ASSIGNED TASK: These entries are to be retyped in full, word for word.

Items from a dataset
BEGIN
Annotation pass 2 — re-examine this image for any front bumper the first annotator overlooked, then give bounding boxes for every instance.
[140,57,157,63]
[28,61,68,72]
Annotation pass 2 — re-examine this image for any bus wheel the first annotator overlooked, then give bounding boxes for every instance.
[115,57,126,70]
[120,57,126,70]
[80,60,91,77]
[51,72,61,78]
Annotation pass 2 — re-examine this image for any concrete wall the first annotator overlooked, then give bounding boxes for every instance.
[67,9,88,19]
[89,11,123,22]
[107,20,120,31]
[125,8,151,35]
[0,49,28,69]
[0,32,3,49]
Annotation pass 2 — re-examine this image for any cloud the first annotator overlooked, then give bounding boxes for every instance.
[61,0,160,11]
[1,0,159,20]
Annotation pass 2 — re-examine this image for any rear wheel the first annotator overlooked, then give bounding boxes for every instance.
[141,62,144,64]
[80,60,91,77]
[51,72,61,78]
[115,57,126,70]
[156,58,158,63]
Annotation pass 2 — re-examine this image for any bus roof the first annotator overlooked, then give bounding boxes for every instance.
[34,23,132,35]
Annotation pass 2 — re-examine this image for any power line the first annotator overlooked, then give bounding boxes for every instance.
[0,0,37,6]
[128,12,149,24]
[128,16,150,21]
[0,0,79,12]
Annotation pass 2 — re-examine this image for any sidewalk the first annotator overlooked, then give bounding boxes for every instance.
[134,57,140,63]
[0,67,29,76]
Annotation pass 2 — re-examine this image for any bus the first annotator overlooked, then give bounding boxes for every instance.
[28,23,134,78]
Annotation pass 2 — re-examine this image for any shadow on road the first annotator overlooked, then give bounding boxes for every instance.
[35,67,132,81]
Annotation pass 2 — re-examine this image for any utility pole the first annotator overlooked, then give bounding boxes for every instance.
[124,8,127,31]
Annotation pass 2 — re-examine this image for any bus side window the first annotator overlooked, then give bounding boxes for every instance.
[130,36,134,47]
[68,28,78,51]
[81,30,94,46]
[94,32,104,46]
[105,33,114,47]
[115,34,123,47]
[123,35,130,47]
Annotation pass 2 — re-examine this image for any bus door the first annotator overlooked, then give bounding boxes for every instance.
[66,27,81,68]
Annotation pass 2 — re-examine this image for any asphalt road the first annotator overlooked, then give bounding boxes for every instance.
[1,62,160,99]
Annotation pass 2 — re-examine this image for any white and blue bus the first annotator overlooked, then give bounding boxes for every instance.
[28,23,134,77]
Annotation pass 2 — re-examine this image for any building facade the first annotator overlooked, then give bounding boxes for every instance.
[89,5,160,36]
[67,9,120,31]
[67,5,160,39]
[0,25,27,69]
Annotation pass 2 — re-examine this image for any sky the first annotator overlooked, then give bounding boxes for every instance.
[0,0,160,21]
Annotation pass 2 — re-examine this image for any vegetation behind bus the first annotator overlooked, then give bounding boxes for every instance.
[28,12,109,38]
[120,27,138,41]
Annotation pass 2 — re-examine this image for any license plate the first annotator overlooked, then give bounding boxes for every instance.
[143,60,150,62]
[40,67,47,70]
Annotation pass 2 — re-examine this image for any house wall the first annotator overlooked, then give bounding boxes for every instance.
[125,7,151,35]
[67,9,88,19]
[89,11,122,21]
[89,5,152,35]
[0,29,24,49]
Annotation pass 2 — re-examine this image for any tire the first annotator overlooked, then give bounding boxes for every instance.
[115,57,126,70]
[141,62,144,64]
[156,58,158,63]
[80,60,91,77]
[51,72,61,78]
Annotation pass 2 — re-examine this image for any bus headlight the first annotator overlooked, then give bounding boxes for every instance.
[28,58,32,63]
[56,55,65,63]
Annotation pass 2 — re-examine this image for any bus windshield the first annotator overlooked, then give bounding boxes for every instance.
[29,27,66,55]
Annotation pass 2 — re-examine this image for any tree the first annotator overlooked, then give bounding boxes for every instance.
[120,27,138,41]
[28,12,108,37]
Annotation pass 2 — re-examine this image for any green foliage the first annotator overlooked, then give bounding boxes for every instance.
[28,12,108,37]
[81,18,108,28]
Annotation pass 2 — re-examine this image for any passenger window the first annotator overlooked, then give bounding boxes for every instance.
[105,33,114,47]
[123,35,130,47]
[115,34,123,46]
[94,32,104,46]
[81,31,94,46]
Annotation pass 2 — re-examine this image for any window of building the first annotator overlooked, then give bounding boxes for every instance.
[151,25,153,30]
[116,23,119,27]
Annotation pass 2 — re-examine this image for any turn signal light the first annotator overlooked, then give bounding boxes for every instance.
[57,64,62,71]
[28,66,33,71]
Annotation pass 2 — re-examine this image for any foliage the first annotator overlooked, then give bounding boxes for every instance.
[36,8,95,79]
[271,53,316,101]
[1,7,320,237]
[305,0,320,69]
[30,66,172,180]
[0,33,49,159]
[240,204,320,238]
END
ANSWER:
Annotation pass 2 — re-examine this image for any front bumper the first annotator overlooked, then give bounding boxes for every instance.
[140,57,157,63]
[28,61,68,72]
Annotation pass 2 — re-examine this image for any bus wheel the first annotator overlooked, then give bounding boxes for every instance.
[115,57,126,70]
[120,57,126,70]
[80,60,91,77]
[51,72,61,78]
Annotation pass 2 — re-examine this image for any concrete wall the first annotator overlooked, then give bounding boxes for every instance.
[67,9,88,19]
[89,11,123,22]
[107,20,120,31]
[125,8,151,35]
[0,49,28,69]
[0,32,3,49]
Annotation pass 2 — re-examine this image for any cloud the first annotator overlooked, then give bounding boxes for every instance.
[61,0,160,11]
[1,0,159,20]
Annotation pass 2 — re-examine this image for any rear wheel the first annotator overlooked, then give bounding boxes for every instance.
[141,62,144,64]
[80,60,91,77]
[51,72,61,78]
[115,57,126,70]
[156,58,158,63]
Annotation pass 2 — re-examine this image for any bus roof the first annotator overlooked, then give bounding boxes for every instance.
[34,23,132,35]
Annotation pass 2 — re-examine this image for any power line the first annotator overlooked, then give bounding boxes for every instance.
[0,0,37,6]
[128,12,149,24]
[128,16,150,21]
[0,0,79,12]
Annotation pass 2 — re-examine this image for any sidewalk the first annotator overlooked, then give bounding boxes for every instance.
[134,57,140,63]
[0,67,29,76]
Annotation pass 2 — re-examine this image for any bus the first annotator overlooked, then give bounding boxes for every instance.
[28,23,134,78]
Annotation pass 2 — re-examine this image for any shadow on road the first annotator overlooked, then give bounding boxes for every instance.
[35,67,132,81]
Annotation pass 2 — re-examine this image for any utility pole the first annotator overlooked, then give bounding boxes for every instance.
[124,8,127,31]
Annotation pass 2 — re-examine this image for any bus side window the first annotator overlooked, then give bounding boxes for every instance.
[130,36,134,47]
[68,28,78,51]
[81,30,94,46]
[94,32,104,46]
[105,33,114,47]
[115,34,123,47]
[123,35,130,47]
Annotation pass 2 — re-examine this image for any bus door the first annotator overlooked, then give bounding boxes for every instance.
[66,27,81,68]
Annotation pass 2 — re-examine this image for any asphalt road the first annotator overlooked, then give bounding boxes for every instance.
[1,62,160,99]
Annotation pass 2 — re-examine this image for any white and blue bus the first annotator overlooked, then give bounding boxes for every instance.
[28,23,134,77]
Annotation pass 2 — re-examine this image for any building facade the first annotator overlooked, then give bounding boxes for every instance.
[89,5,160,36]
[67,9,120,31]
[67,5,160,39]
[0,25,27,69]
Annotation pass 2 — re-examine this image for any sky the first annotator overlooked, then give bounding boxes for every instance.
[0,0,160,21]
Annotation pass 2 — re-examine this image for any vegetation behind bus the first annotator overlooked, then give bounding boxes for every instance.
[28,12,109,38]
[120,27,138,41]
Annotation pass 2 — re-examine this image for any license plate the first annotator overlooked, then give bounding boxes for every instance.
[143,60,150,62]
[40,67,47,70]
Annotation pass 2 — re-examine this image for any house wall the first annotator overlooked, then give bounding boxes for every instance.
[125,7,151,35]
[67,9,88,19]
[89,11,122,21]
[89,5,152,35]
[0,29,24,49]
Annotation pass 2 — re-examine this image for any tire the first annotator overlooked, then give bounding boxes for every instance.
[115,57,126,70]
[141,62,144,64]
[156,58,158,63]
[80,60,91,77]
[51,72,61,78]
Annotation pass 2 — re-examine this image for any bus headlight the first annotator overlooked, then give bounding boxes for every instance.
[28,58,32,63]
[56,55,65,63]
Annotation pass 2 — re-examine this image for any bus windshield the first annotator overlooked, then give bounding boxes for every instance.
[29,27,66,55]
Annotation pass 2 — re-examine this image for any tree the first annotator overlooked, then give bounding boxes for every instance.
[120,27,138,41]
[28,12,108,37]
Annotation pass 2 — re-examine this image for any green foliage the first annotator overlooked, then give bounding boxes for every instance.
[28,12,108,37]
[81,18,108,28]
Annotation pass 2 — re-examine this image for any passenger window the first annotator overlooked, then give bounding boxes for every instance.
[105,33,114,47]
[123,35,130,47]
[115,34,123,46]
[94,32,104,46]
[81,31,94,46]
Annotation pass 2 — re-examine this image for any window of building the first annotator overlooked, then give bounding boxes for every instance.
[151,25,153,30]
[116,23,119,27]
Annotation pass 2 — re-examine this image for any turn signal light the first annotator overlooked, then give bounding boxes for every instance.
[57,64,62,71]
[28,66,33,71]
Annotation pass 2 — re-examine this image for any foliage the first annotator overlooked, then give bounding boxes for every instance.
[36,8,95,79]
[271,53,316,101]
[1,7,320,237]
[305,0,320,69]
[30,66,172,180]
[0,33,49,159]
[240,204,320,238]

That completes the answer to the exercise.